start

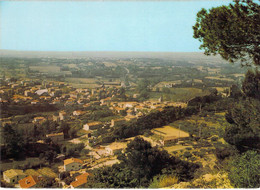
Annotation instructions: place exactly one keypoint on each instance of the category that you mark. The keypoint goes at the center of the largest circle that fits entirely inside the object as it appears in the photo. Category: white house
(72, 164)
(13, 176)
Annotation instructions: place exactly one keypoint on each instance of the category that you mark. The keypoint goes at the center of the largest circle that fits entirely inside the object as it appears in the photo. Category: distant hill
(194, 56)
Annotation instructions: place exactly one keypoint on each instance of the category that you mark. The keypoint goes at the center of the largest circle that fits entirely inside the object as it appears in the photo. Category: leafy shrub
(187, 154)
(163, 181)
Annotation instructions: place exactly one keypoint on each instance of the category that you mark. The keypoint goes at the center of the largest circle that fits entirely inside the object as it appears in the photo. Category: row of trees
(233, 32)
(138, 165)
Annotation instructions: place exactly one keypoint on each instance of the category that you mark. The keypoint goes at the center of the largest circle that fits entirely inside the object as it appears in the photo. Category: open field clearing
(42, 172)
(109, 64)
(221, 89)
(46, 69)
(178, 94)
(162, 84)
(169, 131)
(238, 75)
(82, 80)
(176, 147)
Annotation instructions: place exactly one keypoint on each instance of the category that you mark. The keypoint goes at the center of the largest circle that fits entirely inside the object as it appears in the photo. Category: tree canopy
(231, 31)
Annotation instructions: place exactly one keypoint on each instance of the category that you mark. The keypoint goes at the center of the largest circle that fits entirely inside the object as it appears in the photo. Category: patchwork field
(219, 78)
(46, 69)
(42, 172)
(169, 131)
(178, 94)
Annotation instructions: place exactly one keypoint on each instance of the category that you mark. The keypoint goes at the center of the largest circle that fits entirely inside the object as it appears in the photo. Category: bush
(187, 154)
(214, 138)
(163, 181)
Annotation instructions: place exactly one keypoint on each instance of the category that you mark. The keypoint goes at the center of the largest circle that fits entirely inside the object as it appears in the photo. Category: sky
(156, 26)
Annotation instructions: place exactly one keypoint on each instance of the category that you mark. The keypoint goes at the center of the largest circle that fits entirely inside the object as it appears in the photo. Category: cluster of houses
(27, 92)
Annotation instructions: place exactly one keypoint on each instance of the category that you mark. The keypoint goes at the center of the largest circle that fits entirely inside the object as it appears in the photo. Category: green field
(178, 94)
(46, 69)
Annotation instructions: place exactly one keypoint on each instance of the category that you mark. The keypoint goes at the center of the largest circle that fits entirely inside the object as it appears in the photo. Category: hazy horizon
(156, 26)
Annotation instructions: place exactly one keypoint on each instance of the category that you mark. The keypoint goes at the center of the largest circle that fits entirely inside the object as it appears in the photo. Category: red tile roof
(80, 180)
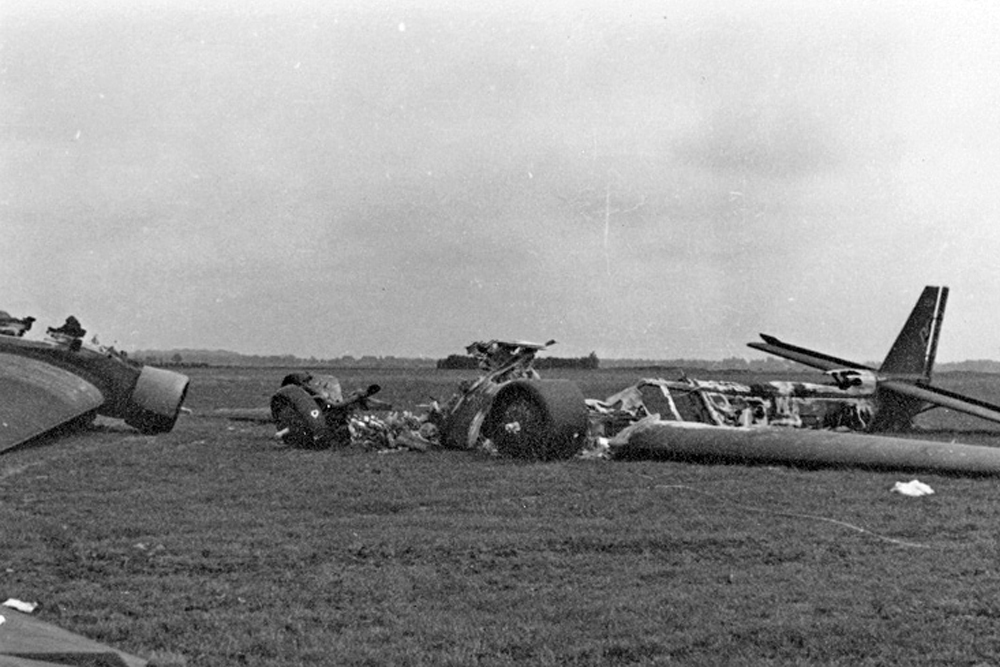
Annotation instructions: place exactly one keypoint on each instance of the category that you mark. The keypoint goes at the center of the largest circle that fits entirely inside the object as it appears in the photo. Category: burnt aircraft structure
(508, 410)
(748, 422)
(311, 411)
(61, 381)
(511, 410)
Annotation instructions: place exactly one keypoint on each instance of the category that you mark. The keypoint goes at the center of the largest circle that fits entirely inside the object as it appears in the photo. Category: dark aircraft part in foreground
(311, 413)
(49, 384)
(723, 444)
(26, 641)
(540, 420)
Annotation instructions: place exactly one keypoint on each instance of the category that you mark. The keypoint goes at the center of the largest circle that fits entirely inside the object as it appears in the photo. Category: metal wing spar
(824, 362)
(36, 397)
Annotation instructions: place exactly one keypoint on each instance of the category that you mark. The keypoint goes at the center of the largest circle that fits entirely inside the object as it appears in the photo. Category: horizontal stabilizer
(945, 399)
(824, 362)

end

- **Task brief**: Copy out, word for word, the lines starting at the one containing "metal wing spar" and ending at the final line of the rows above.

- **Task solution**:
Annotation instructions: place exactly one keypoint on each instance of the category that you mark. The keypoint goes at the center of the largest circle that fits entirely inside the object as it appears in the photo. Category: metal wing spar
(824, 362)
(36, 397)
Annotation instructions: place exactly one keypoint on each instance of the category that you mark. The keypoint goes at the center of the largest circle that fits entirely inside the object as it appears in the photo. Category: horizontal stabilizer
(945, 399)
(824, 362)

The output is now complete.